* [YOUR OBJECTIVE]: Copy out all the lines that follow, replacing each "marker" with "point" and leaving every other word and number unchanged.

* [WORKING DATA]:
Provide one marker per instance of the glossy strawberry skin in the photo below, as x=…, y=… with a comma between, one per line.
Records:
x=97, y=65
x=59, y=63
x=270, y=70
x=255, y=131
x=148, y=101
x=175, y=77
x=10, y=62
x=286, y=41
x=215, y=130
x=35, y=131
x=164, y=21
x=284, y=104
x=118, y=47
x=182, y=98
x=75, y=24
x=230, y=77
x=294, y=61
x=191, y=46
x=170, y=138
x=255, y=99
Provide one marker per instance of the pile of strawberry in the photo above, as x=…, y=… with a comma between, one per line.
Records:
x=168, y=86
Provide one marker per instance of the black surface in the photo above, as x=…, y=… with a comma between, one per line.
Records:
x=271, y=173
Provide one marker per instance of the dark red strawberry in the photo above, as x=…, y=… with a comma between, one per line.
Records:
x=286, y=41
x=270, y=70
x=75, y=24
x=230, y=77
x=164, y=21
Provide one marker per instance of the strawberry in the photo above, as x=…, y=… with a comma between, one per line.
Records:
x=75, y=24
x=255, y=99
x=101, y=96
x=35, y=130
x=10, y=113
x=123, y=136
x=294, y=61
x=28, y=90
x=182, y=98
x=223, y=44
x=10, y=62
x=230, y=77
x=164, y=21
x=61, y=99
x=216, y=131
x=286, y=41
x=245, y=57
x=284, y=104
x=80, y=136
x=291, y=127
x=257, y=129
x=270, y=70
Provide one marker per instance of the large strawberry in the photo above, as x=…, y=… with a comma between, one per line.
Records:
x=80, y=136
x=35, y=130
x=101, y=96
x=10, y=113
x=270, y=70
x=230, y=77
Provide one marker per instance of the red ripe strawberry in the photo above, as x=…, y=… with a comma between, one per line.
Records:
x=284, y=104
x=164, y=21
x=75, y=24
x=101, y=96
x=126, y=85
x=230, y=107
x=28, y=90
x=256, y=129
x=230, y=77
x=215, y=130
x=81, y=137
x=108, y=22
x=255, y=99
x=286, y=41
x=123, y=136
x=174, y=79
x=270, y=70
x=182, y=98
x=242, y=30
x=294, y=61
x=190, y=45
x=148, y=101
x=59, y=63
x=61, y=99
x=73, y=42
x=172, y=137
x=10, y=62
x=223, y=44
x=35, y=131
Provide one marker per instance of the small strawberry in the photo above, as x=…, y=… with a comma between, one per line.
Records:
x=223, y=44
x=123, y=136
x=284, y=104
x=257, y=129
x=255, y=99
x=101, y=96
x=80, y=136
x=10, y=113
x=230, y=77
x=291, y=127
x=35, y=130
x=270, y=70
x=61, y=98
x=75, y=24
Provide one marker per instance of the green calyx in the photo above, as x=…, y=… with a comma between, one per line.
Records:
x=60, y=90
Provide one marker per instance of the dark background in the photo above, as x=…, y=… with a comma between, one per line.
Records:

* [OUTPUT BELOW]:
Provide one point per instance of the glossy strawberry skin in the photo below, as x=…, y=… with a comma between, one per line.
Records:
x=97, y=65
x=59, y=63
x=270, y=70
x=255, y=131
x=148, y=101
x=175, y=77
x=10, y=62
x=286, y=41
x=215, y=130
x=35, y=131
x=164, y=21
x=284, y=104
x=118, y=47
x=182, y=98
x=75, y=24
x=230, y=77
x=294, y=61
x=191, y=46
x=170, y=138
x=255, y=99
Provide one point per instance of the pile of strawberry in the photo above, as x=…, y=… with a comma between, one per line.
Records:
x=168, y=86
Provide one point per instance of the black surface in the photo above, as x=…, y=… with a comma between, one per line.
Records:
x=271, y=173
Provide one point per instance of the dark red strawberry in the photo above, as x=…, y=… with a comma between, one per line.
Records:
x=286, y=41
x=270, y=70
x=75, y=24
x=230, y=77
x=164, y=21
Provide one point per instance of the strawberry in the photo above, as x=…, y=… with a comma between, one per line.
Records:
x=75, y=24
x=255, y=99
x=101, y=96
x=35, y=130
x=10, y=113
x=123, y=136
x=294, y=61
x=28, y=90
x=182, y=98
x=223, y=44
x=10, y=62
x=230, y=77
x=164, y=21
x=61, y=99
x=216, y=131
x=286, y=41
x=245, y=57
x=284, y=104
x=80, y=136
x=291, y=127
x=257, y=129
x=270, y=70
Provide one point per instance of the large strawberry in the photo above, as x=…, y=… with a comma between, one per line.
Records:
x=80, y=136
x=35, y=130
x=101, y=96
x=10, y=113
x=270, y=70
x=230, y=77
Provide one point per instance of the red ripe strawberry in the photo above, as x=…, y=… with a comma between, one per line.
Records:
x=284, y=104
x=164, y=21
x=75, y=24
x=101, y=96
x=126, y=85
x=230, y=107
x=28, y=90
x=256, y=129
x=230, y=77
x=215, y=130
x=81, y=137
x=108, y=22
x=255, y=99
x=286, y=41
x=123, y=136
x=174, y=79
x=270, y=70
x=182, y=98
x=242, y=30
x=294, y=61
x=190, y=45
x=148, y=101
x=59, y=63
x=61, y=99
x=73, y=42
x=172, y=137
x=10, y=62
x=223, y=44
x=35, y=131
Provide one point per instance of the small strawberry in the photo above, as x=…, y=… with a comma between, one per line.
Records:
x=223, y=44
x=123, y=136
x=284, y=104
x=257, y=129
x=255, y=99
x=101, y=96
x=80, y=136
x=10, y=113
x=230, y=77
x=291, y=127
x=35, y=130
x=270, y=70
x=61, y=98
x=75, y=24
Provide one point per instance of the green calyx in the photo above, as x=…, y=… with a comma between, one per line.
Records:
x=60, y=90
Provide one point per instance of the dark background in the photo above, as x=…, y=… with a comma between, one per line.
Records:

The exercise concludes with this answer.